• _ЦИТИРУЕМЫЙ ТЕКСТ_
________________

В отличие от массового кинематографа, центральным, формообразующим персонажем которого в эти годы остается традиционный «обольститель», организатором и новым протагонистом современной пьесы, ключевой фигурой складывающегося советского сюжета становится «коммунист» (комсомолец, чекист).

Вслед за новыми характерами, а точнее, вместе с ними неизбежно появляются и небывалые ранее конфликты, рассказываются невозможные прежде истории. Новые для 1920-х годов, они повторяются спустя семь десятилетий в новейшей отечественной, уже постсоветской, истории так, что проблемная и ситуативная перекличка порой поражает.

________________

• _ИСХОДНЫЕ ДАННЫЕ_

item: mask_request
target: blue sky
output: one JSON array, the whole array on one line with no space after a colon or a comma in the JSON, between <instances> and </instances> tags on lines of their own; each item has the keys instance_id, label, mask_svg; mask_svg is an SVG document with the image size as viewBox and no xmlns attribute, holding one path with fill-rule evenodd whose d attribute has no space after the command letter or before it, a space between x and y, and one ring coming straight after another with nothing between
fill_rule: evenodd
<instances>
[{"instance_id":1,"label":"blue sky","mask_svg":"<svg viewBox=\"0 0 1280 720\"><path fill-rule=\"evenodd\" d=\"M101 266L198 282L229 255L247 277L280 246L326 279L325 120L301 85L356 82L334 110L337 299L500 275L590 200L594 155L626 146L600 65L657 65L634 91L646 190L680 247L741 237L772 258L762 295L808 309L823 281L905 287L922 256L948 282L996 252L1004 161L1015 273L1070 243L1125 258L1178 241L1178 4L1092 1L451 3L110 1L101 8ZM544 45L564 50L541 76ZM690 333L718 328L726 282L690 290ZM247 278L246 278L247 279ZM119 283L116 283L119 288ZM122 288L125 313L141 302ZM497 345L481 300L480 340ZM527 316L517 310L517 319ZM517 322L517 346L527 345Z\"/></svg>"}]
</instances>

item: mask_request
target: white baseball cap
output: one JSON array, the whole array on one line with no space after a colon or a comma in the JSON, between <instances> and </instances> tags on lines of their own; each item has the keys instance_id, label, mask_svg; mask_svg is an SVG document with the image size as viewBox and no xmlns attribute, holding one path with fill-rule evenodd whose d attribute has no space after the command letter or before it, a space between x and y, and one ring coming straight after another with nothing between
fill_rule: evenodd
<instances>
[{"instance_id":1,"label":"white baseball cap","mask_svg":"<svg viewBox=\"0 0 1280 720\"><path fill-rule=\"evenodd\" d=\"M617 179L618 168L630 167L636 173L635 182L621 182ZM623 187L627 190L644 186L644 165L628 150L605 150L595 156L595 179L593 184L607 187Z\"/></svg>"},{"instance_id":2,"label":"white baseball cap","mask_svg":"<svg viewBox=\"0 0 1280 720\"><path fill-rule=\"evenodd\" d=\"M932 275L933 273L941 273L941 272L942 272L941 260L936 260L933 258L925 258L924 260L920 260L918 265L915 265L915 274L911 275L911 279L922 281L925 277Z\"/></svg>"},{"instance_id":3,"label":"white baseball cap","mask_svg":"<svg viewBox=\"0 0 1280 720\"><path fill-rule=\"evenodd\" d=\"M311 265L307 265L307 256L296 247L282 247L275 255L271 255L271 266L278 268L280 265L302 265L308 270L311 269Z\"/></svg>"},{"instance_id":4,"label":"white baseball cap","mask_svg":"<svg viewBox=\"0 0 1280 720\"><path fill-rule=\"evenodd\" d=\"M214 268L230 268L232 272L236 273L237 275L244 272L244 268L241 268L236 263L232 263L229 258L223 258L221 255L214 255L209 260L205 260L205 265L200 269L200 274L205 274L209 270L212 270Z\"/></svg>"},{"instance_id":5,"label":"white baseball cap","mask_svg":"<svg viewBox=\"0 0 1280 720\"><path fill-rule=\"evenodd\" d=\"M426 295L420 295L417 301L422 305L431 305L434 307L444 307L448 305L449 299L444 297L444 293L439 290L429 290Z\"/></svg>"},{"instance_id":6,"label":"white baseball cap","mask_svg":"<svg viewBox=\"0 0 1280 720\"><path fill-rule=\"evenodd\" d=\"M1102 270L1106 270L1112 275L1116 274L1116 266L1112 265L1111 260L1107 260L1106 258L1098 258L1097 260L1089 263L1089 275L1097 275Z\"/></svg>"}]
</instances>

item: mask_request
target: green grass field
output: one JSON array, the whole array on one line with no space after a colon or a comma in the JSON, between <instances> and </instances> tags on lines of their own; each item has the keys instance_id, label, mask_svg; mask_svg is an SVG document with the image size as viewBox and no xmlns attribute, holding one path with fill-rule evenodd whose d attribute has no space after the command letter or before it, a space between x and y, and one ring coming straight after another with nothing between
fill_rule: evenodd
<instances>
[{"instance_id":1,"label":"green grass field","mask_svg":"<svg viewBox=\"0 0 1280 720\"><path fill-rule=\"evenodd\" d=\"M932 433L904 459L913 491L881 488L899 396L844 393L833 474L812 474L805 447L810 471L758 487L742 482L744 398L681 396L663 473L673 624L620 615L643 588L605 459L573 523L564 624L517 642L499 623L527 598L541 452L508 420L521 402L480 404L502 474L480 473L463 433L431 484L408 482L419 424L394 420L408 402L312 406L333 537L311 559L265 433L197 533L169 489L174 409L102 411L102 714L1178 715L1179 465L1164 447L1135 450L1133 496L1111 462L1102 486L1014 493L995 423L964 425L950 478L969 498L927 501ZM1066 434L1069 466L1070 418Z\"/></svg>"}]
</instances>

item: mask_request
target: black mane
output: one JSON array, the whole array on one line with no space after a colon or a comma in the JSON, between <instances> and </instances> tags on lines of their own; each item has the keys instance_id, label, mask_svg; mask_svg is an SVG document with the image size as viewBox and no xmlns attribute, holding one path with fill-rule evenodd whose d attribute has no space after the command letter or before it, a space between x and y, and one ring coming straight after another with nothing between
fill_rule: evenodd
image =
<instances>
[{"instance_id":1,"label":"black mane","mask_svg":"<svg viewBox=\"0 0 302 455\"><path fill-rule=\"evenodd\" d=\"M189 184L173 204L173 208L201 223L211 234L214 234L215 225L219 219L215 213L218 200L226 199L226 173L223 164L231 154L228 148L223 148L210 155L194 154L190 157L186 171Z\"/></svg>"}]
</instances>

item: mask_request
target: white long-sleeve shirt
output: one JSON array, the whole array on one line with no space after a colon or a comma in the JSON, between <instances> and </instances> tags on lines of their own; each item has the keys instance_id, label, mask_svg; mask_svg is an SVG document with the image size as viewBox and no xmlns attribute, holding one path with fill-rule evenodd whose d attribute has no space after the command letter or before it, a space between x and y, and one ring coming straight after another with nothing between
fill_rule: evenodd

________________

• _ЦЕЛЬ ЗАДАНИЯ_
Продолжите текст о новых героях и конфликтах советской пьесы 1920-х годов, начав сразу после его последнего предложения.

• _ОТВЕТ НА ЗАДАНИЕ_
Жена уговаривает мужа уйти в отставку с армейской службы и устроиться «на должность» в нефтяную компанию. Военачальники спорят о том, какая армия нужна стране — массовая либо технически перевооруженная и профессиональная (Ромашов. «Бойцы»). Директор завода, на котором ремонтируются машины, отказывается отвечать за их состояние на российских дорогах (Афиногенов. «Ложь». 2-я редакция). Предприниматель сетует, что новые законы лишь бессмысленно усложняют привычную процедуру взятки: раньше ее просто давали из рук в руки, а теперь нужно добиться, чтобы ответственное лицо получило возможность распоряжаться неким ресурсом, и лишь затем, взяв у чиновника кредит, поделиться с ним частью добытого. Сегодня это называется «откатом» (Билль-Белоцерковский. «Штиль»). В пьесах идет полемика по поводу квартир для рабочих — нужно ли строить отдельные квартиры для всех и правильно ли их иметь, должны ли квартиры быть просторными либо нет, и вообще не мелкобуржуазный ли это подвох — отдельное жилище, «распыляющее пролетариат».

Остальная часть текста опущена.